start Page text
1.4 Magisterial basis for these doctrines
The Magisterial basis for the Traditional doctrines on the ideal relations between Christ the King and the State and between Christ’s Church and the State, and on religious tolerance, is (was?) indisputable. Read Gregory XVI’s
Mirari Vos, Bl. Pius IX’s
Quanta Cura and
Syllabus Errorum, Leo XIII’s
Immortale Dei,
Libertas,
Diuturnum,
Sapientiæ Christianiæ, St. Pius X’s
Vehementer Nos, Pius XI’s
Quas Primas and Pius XII’s Allocution
Ci Riesce. I have also done a summary of the Traditional doctrine, which I have revised and expanded slightly and re-posted in the next post. There is also the fact that the Church supported, for some fifteen hundred years, severe penalties for those who advocated the principle of separation of Church and State. Compare this to the Traditional doctrine against contraception. When Paul VI decided to uphold the Traditional doctrine in
Humanæ Vitæ, he did so on the advice of a minority of his advisory commission; this minority pointed out that for the Church to impose something as binding under pain of grave sin for even a hundred years was a strong indicator of its veracity, so the notion that separation of Church and State can be the ideal is historically implausible.
But given that there is no prospect of the Traditional doctrine being translated into fact anytime soon, one might ask: why even bother upholding it? Well, for one thing, because it’s the truth! And secondly, as Mr. Muehlenberg might say (though obviously he would disagree with a Catholic Confessional State!), ideas have consequences, and bad ideas have bad consequences; denying the Traditional doctrine can lead all too easily to indifferentism and practical nihilism.
1.5 Defending the Traditional teaching against Catholics who dispute it
Regarding a supposed right to religious liberty, ask them how someone can possibly have a right to a wrong. Regarding the duties of the State to God, ask them how it can be that we must all ‘render unto God what is God’s’, yet the State is somehow exempt from paying tribute to God, to Whom it owes its authority—its very existence. Regarding the duties of the State to the Church, ask them how separation of Church and State can be the ideal when it was the union of the two that was upheld as the ideal for some fifteen hundred years, with severe penalties for dissenters, imposed over scores of generations. And point out that one must be clear about the distinction between justice and prudence: the Traditional doctrine is the ideal, as a matter of justice, but in practice departures from it can be tolerated, as a matter of prudence.
2 My opinions on Vatican II
In nutshell: my opinion is not that the documents of Vatican II contain heresy or error, but that they tend to heresy or error because of their ambiguity, their openness to widely divergent and erroneous interpretations. To take an example that we have discussed before: the words of Gaudium et Spes to the effect that man is the only creature that God has wanted for its own sake. Now even Msgr. Williamson, no apologist for Vatican II,
acknowledges that, in itself, this is open to an orthodox interpretation. But which is the interpretation that will appeal more to fallen man—the orthodox one, or the unorthodox one? The unorthodox one, of course, and that is what we have seen, on many points, in the Council’s aftermath. It is not enough for the private individual simply to apply the ‘hermeneutic of continuity’—what is needed is clear direction from the Hierarchy (an example of which I will provide in a moment). I like the recent suggestion of Mr. Gerald Warner in the British
Daily Telegraph (though I wouldn’t use the word ‘errors’):
… The only remotely celebratory response to the Council's 50th anniversary would be to appoint a commission of orthodox theologians to scrutinise all of Vatican II's documents and correct their errors. It is time to revisit and reform this council that has brought forth such poisonous fruits.
end Page text
start Rows
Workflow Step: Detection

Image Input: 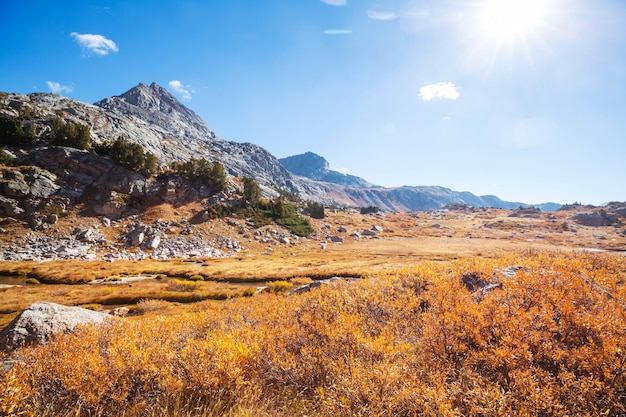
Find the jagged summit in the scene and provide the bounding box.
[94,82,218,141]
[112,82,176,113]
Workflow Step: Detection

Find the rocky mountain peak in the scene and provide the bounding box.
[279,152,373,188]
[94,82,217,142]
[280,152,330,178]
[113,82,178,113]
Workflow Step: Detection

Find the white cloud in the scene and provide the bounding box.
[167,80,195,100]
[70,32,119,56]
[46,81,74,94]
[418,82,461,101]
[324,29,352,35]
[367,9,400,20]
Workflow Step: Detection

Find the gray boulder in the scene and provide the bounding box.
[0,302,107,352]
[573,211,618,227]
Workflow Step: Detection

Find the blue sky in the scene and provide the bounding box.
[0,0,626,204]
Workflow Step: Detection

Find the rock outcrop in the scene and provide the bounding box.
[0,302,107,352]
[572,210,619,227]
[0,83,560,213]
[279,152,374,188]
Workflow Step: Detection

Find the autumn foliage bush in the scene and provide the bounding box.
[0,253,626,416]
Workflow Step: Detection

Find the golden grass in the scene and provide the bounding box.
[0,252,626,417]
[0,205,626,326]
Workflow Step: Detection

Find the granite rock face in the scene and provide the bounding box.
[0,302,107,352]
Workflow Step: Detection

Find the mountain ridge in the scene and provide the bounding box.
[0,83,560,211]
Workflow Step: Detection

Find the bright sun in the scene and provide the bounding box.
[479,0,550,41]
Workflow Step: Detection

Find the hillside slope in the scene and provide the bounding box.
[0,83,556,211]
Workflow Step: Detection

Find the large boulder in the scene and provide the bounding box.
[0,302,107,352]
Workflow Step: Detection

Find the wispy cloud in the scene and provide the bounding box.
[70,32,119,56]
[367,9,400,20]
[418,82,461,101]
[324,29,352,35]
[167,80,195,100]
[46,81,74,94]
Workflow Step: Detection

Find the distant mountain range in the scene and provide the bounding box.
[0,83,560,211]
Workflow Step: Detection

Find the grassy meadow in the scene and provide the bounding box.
end Rows
Exercise objective »
Retype the passage on Church and State word for word, from "But given that" up to and including "and practical nihilism.".

Exercise output »
But given that there is no prospect of the Traditional doctrine being translated into fact anytime soon, one might ask: why even bother upholding it? Well, for one thing, because it’s the truth! And secondly, as Mr. Muehlenberg might say (though obviously he would disagree with a Catholic Confessional State!), ideas have consequences, and bad ideas have bad consequences; denying the Traditional doctrine can lead all too easily to indifferentism and practical nihilism.